**Extrait**.
Après l’arrêt Lucien Barrière rendu par la CAA de Versailles (23 juin 2020, n°19VE01012, Groupe Lucien Barrière), le TA de Montreuil se prononce le même jour dans 2 affaires distinctes sur la démonstration du caractère définitif des pertes subies par une filiale européenne pour appliquer ou refuser « l’exception Marks & Spencer ».
Se fondant sur la récente jurisprudence de la CJUE (CJUE, 19 juin 2019, affaires C-607/17, Memira et C-608/17, Holmen), le Tribunal administratif de Montreuil ajoute par ces 2 décisions un nouvel épisode à la saga sur la déduction des pertes définitives de filiales européennes, qui a vu le jour avec la décision Marks & Spencer (CJCE gde ch., 13 déc. 2005, aff. C-446/03, Marks & Spencer).
Dans les 2 cas, le TA de Montreuil examine le caractère « définitif » des pertes au regard de la grille de lecture issue des décisions Holmen et Memira de la CJUE sans s’en tenir à la seule liquidation de la filiale concernée et prenant ainsi en compte les critiques opposées par la CAA de Versailles dans l’affaire Groupe Lucien Barrière.

**Consignes**.
(A) Indiquez si chacun de ces énoncés concorde avec l'extrait sur les pertes définitives de filiales européennes, par oui ou non, en citant à l'identique les mots décisifs de l'extrait : (i) La décision Marks & Spencer date du 13 décembre 2005. (ii) Pour apprécier le caractère définitif des pertes, le TA de Montreuil s'en tient à la seule liquidation de la filiale. (iii) Le TA de Montreuil statue dans une seule affaire.
(B) D'après l'extrait, quelle juridiction a rendu l'arrêt Groupe Lucien Barrière du 23 juin 2020 ?
(C) Reproduisez sans modification le passage de l'extrait qui s'ouvre sur les mots contenant « Se fondant sur » et se clôt sur « Groupe Lucien Barrière. ».
Le listing n'a aucun lien avec l'extrait.

(Entrées d'un jeu d'annotations par points)

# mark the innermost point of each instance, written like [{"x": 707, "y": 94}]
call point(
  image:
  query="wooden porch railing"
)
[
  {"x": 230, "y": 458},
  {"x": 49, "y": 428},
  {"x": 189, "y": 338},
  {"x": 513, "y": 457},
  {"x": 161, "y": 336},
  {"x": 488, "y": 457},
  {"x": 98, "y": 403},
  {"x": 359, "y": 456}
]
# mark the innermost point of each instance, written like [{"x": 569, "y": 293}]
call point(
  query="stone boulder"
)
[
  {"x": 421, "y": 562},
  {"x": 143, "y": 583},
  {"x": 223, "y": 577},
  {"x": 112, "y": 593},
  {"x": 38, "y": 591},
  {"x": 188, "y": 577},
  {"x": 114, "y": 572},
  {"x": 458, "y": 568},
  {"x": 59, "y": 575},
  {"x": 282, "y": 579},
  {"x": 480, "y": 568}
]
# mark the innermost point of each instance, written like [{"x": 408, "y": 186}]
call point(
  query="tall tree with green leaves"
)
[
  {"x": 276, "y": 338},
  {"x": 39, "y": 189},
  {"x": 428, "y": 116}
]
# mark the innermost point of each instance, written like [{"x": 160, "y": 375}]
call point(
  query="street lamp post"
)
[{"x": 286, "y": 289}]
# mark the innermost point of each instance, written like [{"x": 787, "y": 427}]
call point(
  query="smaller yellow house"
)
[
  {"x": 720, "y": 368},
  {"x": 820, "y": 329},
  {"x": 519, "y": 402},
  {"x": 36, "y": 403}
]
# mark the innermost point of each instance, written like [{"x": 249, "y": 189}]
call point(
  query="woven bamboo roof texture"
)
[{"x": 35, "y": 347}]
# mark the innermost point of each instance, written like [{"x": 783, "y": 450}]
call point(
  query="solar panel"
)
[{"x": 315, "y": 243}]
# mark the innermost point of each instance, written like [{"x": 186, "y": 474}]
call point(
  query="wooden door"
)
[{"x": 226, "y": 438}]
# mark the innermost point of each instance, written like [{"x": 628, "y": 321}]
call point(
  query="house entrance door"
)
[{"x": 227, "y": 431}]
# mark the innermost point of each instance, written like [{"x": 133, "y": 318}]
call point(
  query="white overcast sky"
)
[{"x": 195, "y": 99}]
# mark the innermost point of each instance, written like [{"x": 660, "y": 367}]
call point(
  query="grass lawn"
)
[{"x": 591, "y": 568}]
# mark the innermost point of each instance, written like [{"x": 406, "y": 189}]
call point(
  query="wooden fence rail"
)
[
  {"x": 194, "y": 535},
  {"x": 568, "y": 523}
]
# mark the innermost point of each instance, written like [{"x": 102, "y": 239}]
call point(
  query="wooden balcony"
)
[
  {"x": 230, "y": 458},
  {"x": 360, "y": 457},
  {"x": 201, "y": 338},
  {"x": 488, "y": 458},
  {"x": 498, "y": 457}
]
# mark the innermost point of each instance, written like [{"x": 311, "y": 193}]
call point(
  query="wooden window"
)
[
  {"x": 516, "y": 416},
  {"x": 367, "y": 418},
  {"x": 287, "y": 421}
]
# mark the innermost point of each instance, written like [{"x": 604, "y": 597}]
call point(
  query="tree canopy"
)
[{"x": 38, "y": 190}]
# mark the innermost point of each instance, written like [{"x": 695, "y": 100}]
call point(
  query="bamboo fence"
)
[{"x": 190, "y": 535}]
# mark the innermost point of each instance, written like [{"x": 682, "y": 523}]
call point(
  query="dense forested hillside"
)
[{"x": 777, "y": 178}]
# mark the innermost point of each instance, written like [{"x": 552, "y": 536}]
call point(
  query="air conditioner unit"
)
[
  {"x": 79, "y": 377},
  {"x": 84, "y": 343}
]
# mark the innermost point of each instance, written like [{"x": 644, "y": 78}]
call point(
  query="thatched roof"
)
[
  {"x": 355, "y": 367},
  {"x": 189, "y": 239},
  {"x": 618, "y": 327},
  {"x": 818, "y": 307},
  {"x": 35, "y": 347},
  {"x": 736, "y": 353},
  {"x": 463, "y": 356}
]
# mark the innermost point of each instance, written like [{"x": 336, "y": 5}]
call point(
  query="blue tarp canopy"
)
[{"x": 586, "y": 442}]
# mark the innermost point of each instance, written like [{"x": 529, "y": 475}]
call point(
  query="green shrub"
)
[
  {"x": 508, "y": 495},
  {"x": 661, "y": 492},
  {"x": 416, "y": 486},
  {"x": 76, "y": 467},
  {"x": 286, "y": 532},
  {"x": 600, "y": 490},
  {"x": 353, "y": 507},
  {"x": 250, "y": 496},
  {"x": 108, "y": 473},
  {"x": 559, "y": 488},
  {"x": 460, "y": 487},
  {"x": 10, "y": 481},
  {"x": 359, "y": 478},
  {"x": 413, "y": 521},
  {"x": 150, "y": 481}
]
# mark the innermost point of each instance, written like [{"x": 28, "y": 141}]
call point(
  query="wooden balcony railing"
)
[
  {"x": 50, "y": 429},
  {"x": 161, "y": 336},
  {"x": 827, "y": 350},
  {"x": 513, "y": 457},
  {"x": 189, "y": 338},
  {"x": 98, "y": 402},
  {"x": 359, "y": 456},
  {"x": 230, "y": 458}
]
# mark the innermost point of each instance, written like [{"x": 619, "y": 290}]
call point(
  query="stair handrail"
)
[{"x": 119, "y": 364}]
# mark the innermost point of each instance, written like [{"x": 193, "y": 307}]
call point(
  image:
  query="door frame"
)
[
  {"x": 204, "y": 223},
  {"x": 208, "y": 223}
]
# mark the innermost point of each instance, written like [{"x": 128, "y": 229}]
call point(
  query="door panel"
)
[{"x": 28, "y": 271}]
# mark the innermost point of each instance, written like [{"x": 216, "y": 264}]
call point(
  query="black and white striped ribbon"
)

**Réponses**.
(A)
(i) Oui : « CJCE gde ch., 13 déc. 2005, aff. C-446/03, Marks & Spencer »
(ii) Non : « sans s’en tenir à la seule liquidation de la filiale concernée »
(iii) Non : « se prononce le même jour dans 2 affaires distinctes »

(B) La CAA de Versailles.

(C)
Se fondant sur la récente jurisprudence de la CJUE (CJUE, 19 juin 2019, affaires C-607/17, Memira et C-608/17, Holmen), le Tribunal administratif de Montreuil ajoute par ces 2 décisions un nouvel épisode à la saga sur la déduction des pertes définitives de filiales européennes, qui a vu le jour avec la décision Marks & Spencer (CJCE gde ch., 13 déc. 2005, aff. C-446/03, Marks & Spencer).
Dans les 2 cas, le TA de Montreuil examine le caractère « définitif » des pertes au regard de la grille de lecture issue des décisions Holmen et Memira de la CJUE sans s’en tenir à la seule liquidation de la filiale concernée et prenant ainsi en compte les critiques opposées par la CAA de Versailles dans l’affaire Groupe Lucien Barrière.